Region labeling entries:
· · · · · · ·
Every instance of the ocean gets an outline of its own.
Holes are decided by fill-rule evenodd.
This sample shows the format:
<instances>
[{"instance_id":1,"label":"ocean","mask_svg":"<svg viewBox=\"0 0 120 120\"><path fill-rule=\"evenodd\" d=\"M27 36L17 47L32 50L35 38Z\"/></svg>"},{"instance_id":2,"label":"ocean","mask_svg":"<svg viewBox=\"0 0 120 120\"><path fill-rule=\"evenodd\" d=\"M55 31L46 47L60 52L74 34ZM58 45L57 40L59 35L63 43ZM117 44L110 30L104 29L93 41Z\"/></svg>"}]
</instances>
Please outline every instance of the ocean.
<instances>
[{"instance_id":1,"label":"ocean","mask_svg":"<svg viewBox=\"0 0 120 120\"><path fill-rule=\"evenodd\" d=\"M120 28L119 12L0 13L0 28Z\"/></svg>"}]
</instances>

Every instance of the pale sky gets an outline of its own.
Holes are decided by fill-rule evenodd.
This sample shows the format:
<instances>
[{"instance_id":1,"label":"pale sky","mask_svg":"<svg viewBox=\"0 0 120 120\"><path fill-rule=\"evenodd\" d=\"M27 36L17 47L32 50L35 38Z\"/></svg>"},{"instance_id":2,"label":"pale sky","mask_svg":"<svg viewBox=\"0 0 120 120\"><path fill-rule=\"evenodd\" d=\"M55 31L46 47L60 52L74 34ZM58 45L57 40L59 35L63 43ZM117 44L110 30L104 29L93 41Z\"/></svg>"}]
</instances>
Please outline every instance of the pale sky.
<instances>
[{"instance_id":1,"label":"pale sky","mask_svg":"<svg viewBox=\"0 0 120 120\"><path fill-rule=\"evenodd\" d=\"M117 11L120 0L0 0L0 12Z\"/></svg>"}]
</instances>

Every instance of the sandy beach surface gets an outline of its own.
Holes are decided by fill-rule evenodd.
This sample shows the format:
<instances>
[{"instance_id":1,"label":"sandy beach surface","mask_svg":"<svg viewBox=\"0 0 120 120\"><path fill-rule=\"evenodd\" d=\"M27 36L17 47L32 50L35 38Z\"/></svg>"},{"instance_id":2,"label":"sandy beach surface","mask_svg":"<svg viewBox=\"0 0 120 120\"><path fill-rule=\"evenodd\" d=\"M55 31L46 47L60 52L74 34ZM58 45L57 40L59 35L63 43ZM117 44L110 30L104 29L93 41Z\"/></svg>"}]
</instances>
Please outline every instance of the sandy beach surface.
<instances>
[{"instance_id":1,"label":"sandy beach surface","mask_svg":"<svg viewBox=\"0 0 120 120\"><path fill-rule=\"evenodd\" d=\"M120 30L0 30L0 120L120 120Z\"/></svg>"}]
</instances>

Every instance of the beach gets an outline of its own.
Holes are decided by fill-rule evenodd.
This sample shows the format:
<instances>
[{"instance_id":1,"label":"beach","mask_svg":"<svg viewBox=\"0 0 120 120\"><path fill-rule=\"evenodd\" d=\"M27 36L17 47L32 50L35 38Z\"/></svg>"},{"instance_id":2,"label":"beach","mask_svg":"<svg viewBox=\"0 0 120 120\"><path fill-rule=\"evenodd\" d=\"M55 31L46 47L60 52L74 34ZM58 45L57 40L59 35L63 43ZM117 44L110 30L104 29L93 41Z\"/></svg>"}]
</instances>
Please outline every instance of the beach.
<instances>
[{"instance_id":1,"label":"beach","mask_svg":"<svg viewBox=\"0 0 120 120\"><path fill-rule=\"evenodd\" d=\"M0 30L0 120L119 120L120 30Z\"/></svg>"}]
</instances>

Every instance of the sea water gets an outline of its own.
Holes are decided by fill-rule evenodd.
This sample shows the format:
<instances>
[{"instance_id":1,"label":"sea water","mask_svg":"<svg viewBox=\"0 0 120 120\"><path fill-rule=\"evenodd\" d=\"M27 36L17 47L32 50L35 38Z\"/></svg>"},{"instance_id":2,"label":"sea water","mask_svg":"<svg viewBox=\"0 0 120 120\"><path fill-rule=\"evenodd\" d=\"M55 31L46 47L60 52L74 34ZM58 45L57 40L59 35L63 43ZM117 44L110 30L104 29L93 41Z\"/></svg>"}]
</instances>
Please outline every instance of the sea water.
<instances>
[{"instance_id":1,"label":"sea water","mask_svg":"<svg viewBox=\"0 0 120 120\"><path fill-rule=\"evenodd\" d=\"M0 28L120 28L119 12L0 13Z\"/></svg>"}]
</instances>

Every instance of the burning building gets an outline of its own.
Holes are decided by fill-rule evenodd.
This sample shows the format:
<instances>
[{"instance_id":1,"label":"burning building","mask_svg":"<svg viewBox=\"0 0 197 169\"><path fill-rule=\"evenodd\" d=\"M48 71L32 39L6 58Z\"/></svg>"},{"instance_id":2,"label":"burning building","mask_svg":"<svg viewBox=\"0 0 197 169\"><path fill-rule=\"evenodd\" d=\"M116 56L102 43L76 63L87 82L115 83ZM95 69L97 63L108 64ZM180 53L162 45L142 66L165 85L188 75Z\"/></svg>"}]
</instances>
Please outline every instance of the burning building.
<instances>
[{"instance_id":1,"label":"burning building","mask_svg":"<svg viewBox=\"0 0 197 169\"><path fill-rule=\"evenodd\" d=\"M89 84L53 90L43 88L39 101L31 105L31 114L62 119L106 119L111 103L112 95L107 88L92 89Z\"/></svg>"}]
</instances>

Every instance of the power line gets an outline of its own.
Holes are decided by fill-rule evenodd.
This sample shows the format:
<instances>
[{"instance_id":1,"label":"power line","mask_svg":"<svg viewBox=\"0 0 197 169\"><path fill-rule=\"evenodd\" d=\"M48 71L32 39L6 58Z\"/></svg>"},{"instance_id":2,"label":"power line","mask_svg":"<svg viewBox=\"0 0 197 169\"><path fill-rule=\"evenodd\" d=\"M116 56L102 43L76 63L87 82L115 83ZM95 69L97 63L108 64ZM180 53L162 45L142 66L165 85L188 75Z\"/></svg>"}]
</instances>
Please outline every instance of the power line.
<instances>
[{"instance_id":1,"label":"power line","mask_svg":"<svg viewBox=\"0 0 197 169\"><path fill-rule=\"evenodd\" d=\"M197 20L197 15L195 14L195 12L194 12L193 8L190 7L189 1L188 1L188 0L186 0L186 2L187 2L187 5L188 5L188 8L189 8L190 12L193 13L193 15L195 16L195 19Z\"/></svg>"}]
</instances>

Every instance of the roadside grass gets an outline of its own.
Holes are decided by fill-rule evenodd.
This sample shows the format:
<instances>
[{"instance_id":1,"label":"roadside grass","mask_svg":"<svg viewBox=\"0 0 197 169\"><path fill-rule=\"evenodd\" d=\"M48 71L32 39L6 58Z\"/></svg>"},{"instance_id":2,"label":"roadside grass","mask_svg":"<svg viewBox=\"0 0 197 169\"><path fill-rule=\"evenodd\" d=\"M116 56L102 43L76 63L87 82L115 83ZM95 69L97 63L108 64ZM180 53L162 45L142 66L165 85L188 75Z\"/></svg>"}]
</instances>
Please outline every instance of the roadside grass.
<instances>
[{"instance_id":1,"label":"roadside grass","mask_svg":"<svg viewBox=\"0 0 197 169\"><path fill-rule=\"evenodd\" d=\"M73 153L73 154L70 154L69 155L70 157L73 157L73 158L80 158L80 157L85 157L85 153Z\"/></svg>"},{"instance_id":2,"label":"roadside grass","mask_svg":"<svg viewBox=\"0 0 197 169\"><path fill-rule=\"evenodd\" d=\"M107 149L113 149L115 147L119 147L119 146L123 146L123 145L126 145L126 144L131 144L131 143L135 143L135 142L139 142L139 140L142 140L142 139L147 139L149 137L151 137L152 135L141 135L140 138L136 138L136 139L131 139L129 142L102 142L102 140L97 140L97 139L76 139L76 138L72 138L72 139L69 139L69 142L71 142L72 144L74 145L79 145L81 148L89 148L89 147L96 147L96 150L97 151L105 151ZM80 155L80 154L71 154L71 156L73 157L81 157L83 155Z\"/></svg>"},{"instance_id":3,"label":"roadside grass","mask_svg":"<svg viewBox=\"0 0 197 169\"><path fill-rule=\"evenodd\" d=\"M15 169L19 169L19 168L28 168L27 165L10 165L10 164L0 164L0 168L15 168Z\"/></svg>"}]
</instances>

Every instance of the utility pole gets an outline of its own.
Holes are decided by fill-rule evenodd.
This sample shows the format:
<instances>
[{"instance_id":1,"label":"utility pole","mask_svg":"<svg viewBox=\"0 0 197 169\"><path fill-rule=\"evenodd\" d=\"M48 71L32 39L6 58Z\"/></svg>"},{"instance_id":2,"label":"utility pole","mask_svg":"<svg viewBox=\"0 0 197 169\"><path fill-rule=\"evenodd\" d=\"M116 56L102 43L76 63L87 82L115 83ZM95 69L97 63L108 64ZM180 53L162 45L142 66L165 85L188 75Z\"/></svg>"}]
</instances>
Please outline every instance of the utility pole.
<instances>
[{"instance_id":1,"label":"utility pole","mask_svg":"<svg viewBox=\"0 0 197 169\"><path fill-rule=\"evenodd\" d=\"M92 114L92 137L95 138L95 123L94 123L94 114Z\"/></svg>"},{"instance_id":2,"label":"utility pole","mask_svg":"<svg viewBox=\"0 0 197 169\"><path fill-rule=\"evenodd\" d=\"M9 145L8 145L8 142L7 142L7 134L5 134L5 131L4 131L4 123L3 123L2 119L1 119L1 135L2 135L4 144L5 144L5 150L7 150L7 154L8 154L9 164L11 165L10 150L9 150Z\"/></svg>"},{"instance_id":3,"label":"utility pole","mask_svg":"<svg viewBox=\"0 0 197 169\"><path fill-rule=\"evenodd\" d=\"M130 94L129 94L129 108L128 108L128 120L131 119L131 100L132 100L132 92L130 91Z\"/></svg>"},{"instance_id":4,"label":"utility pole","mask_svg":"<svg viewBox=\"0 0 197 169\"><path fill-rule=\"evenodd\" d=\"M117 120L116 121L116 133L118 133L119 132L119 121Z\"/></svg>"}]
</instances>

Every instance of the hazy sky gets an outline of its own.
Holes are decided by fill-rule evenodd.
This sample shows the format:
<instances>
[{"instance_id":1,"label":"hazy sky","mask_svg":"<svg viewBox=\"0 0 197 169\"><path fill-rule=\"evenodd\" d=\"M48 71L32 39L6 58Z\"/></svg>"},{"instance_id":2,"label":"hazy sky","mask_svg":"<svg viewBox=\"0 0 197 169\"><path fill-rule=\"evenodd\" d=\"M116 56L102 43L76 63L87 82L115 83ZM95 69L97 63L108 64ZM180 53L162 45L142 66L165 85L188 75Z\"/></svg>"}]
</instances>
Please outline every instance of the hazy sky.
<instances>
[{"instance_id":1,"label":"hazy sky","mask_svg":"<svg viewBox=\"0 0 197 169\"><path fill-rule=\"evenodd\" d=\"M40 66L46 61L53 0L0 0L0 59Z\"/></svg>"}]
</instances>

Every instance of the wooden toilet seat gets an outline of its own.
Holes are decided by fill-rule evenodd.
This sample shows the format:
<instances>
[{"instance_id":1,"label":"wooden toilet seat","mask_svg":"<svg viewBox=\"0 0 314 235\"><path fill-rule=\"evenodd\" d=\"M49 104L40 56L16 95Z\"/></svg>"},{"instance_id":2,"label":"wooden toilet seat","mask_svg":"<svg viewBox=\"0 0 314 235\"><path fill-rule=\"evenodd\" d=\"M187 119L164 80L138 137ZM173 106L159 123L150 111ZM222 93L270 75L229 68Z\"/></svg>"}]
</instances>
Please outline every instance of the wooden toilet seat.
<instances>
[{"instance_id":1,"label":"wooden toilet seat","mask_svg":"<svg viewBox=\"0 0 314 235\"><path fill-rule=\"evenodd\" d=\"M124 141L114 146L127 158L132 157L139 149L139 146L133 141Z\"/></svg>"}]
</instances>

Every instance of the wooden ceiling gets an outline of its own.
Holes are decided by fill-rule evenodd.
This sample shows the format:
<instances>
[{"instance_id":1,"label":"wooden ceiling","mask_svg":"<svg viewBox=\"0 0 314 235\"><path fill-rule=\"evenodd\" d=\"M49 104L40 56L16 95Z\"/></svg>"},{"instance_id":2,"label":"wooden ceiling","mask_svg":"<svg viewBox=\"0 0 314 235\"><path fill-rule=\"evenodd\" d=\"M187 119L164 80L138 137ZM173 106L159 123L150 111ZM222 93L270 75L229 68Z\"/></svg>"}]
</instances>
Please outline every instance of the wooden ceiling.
· · · · · · ·
Short exercise: Please edit the lines from the one containing "Every instance of the wooden ceiling gets" through the last line, changing "wooden ceiling" to "wooden floor" and leaving everything else the same. Return only those lines.

Finished answer:
Every instance of the wooden floor gets an outline of its own.
Holes are decided by fill-rule evenodd.
This sample shows the format:
<instances>
[{"instance_id":1,"label":"wooden floor","mask_svg":"<svg viewBox=\"0 0 314 235\"><path fill-rule=\"evenodd\" d=\"M49 104L40 56L16 95Z\"/></svg>"},{"instance_id":2,"label":"wooden floor","mask_svg":"<svg viewBox=\"0 0 314 235\"><path fill-rule=\"evenodd\" d=\"M187 119L164 80L138 137ZM173 106L159 123L150 111ZM222 93L270 75L229 68Z\"/></svg>"}]
</instances>
Please outline every instance of the wooden floor.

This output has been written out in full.